▸ Exercise details
Please report how many lines below contain "rocky", writing nothing except the number.

[[ Given entries open ]]

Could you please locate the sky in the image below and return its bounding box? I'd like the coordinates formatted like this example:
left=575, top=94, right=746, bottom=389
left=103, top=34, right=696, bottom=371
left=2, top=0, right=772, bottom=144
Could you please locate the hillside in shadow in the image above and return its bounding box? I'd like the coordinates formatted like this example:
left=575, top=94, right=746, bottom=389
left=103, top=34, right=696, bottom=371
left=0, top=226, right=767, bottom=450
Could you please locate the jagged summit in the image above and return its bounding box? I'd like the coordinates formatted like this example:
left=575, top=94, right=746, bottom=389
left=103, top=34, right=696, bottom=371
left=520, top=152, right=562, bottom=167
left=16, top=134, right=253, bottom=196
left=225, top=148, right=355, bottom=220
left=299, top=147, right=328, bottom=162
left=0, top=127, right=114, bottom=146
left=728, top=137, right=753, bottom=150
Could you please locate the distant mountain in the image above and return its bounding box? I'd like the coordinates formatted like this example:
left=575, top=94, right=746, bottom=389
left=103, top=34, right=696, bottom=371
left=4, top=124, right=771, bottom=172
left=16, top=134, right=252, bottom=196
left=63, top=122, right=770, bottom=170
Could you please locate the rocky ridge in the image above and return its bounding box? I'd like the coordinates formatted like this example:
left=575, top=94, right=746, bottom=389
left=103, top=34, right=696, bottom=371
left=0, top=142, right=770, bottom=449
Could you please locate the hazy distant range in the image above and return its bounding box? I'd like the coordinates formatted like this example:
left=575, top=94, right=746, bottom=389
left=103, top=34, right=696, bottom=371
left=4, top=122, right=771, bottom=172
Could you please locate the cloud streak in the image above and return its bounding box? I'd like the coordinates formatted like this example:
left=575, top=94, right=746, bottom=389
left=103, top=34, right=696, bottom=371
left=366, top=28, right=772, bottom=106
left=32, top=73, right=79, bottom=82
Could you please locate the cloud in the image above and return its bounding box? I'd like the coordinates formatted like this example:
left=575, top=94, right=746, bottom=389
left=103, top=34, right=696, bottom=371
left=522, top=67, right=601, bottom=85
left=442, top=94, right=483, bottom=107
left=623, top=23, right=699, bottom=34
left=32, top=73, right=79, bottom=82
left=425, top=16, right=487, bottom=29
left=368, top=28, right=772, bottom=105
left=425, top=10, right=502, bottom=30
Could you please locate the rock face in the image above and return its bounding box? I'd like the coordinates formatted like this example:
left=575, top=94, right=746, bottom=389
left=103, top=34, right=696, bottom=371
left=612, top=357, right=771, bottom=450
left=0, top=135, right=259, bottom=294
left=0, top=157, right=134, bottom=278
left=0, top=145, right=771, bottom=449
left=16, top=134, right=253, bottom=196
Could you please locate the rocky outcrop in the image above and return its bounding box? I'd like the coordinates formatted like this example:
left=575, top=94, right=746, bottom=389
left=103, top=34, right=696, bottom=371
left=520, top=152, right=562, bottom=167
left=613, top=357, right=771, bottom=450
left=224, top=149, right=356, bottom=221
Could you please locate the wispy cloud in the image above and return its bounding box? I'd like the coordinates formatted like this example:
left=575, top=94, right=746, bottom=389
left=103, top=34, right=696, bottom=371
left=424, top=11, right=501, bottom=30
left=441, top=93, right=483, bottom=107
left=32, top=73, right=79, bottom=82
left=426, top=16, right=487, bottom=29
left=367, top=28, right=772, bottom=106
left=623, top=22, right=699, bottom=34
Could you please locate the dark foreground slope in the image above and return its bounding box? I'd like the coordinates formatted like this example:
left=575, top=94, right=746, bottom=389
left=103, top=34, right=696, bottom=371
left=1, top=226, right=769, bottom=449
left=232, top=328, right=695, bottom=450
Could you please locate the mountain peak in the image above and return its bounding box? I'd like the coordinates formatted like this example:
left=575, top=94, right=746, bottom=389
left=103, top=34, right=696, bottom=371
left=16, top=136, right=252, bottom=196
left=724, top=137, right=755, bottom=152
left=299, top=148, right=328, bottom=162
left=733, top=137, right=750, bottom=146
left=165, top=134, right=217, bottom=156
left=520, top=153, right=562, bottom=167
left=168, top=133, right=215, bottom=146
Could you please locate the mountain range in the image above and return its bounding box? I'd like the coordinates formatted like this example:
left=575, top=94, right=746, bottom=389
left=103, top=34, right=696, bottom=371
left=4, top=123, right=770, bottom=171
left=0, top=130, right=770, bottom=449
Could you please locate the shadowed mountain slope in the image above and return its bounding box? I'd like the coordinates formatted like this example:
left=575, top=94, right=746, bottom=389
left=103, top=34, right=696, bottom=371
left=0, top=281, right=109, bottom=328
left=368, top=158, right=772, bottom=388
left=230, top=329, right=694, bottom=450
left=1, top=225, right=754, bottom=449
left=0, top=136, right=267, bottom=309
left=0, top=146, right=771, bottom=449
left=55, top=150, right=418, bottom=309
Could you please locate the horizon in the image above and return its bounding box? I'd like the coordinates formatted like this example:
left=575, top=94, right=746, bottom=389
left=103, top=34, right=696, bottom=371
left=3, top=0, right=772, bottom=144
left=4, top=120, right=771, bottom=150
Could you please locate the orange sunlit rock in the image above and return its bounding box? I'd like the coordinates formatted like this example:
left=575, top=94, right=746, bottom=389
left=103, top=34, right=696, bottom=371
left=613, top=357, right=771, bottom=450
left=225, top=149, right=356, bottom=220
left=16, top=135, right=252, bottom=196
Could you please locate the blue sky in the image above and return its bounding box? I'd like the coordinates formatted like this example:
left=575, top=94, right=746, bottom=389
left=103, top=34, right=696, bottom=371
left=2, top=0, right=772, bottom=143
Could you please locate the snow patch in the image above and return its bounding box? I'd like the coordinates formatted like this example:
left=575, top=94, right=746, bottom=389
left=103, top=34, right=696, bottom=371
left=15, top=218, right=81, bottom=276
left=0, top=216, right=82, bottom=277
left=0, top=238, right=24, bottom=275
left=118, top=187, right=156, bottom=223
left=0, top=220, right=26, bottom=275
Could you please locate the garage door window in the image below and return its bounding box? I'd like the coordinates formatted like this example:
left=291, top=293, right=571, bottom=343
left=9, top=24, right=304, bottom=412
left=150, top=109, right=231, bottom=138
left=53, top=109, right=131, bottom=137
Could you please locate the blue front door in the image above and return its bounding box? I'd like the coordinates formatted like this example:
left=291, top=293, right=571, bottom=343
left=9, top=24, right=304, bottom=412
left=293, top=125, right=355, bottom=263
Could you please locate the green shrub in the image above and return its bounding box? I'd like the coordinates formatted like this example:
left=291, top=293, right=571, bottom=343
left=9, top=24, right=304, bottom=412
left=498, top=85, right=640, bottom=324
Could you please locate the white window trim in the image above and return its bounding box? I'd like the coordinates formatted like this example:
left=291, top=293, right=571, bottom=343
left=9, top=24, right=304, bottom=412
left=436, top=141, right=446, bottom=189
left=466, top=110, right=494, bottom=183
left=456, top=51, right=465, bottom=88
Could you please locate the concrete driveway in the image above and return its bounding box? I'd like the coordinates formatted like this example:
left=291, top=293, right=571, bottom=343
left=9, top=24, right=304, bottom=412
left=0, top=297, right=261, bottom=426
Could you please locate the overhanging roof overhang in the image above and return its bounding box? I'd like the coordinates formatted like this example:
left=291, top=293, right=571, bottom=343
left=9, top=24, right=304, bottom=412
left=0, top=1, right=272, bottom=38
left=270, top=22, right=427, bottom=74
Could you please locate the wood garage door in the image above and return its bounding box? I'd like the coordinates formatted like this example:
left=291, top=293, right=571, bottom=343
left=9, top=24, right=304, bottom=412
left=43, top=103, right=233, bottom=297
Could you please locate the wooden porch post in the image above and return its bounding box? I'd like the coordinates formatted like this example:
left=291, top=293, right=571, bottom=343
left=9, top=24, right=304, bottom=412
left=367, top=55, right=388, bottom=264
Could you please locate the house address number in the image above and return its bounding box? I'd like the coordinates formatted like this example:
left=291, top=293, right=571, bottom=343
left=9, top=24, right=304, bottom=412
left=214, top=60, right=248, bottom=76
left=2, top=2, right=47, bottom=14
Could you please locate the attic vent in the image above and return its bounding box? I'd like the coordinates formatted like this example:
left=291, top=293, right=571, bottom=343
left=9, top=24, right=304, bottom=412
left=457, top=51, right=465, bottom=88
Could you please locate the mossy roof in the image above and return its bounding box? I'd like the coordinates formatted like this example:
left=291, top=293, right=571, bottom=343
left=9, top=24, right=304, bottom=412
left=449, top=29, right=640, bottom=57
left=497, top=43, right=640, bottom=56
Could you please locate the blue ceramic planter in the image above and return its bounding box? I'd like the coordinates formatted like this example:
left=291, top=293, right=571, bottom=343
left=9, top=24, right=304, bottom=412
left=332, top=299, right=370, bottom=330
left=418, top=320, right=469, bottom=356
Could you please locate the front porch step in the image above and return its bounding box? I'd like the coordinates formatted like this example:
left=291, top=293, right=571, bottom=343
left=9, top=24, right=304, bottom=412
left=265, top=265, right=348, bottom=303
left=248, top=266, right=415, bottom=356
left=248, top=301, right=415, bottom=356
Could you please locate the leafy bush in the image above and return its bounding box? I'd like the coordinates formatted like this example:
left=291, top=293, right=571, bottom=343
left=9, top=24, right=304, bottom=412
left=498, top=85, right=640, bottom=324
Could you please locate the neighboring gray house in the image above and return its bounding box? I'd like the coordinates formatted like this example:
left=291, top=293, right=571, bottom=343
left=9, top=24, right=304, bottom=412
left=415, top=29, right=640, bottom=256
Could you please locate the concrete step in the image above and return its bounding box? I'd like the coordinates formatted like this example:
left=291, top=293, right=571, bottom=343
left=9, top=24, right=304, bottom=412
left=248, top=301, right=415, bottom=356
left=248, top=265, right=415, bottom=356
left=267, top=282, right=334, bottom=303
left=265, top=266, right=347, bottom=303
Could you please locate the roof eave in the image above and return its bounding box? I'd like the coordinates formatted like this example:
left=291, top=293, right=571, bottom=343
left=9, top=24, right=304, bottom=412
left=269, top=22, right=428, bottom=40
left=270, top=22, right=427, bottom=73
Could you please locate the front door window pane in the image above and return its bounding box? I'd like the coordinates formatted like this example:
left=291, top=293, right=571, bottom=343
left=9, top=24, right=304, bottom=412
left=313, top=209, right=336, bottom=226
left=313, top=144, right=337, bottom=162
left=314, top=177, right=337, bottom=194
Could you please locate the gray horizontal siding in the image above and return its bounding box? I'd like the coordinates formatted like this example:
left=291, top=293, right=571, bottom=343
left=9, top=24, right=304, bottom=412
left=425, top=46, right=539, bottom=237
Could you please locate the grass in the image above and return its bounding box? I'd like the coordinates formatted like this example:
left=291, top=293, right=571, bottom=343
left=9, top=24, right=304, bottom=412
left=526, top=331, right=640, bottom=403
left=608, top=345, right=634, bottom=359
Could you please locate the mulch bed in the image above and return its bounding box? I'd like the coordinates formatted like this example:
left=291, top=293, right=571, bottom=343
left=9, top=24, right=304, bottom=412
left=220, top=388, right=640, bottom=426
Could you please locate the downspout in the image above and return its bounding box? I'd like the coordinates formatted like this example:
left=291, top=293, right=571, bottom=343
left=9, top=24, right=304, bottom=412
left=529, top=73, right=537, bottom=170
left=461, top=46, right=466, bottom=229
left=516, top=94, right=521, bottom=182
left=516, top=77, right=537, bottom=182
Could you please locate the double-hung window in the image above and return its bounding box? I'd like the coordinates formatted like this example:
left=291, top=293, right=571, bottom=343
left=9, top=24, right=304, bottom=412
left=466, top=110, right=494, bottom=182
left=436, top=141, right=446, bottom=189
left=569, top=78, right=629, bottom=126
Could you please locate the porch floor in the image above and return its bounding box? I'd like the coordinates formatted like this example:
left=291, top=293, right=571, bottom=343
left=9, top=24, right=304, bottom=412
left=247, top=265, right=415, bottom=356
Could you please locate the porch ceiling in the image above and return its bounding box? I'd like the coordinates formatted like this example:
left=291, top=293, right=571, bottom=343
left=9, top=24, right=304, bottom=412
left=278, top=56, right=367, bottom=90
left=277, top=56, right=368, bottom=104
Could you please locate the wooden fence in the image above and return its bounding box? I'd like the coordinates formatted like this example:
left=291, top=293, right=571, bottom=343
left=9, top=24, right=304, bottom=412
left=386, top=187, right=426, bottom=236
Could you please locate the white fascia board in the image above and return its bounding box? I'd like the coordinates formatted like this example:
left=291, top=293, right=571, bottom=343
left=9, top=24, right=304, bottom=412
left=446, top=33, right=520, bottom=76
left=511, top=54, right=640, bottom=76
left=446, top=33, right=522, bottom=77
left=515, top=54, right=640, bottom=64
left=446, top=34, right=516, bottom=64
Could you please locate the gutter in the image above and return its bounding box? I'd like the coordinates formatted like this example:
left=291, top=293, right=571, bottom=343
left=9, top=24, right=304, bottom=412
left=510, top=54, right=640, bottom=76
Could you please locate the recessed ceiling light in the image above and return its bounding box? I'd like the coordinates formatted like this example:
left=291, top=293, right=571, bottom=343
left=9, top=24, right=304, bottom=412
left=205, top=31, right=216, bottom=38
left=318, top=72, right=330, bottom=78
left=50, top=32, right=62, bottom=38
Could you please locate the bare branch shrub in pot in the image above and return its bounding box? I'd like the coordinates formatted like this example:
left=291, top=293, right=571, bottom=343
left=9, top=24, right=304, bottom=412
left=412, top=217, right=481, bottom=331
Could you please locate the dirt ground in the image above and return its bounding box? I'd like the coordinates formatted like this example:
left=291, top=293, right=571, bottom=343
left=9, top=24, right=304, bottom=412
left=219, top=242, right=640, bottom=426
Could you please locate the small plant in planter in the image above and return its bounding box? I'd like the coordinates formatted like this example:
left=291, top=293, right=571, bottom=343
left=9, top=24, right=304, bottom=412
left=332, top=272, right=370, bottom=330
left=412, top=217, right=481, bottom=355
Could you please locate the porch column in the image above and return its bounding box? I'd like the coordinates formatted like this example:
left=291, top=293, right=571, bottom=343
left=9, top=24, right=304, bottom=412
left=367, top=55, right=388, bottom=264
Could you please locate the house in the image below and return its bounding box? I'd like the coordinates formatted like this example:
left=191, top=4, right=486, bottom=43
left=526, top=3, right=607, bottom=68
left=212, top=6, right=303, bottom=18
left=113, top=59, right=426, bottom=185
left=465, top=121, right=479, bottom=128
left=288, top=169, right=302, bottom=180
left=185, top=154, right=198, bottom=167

[[ Given entries closed ]]

▸ Your solution
2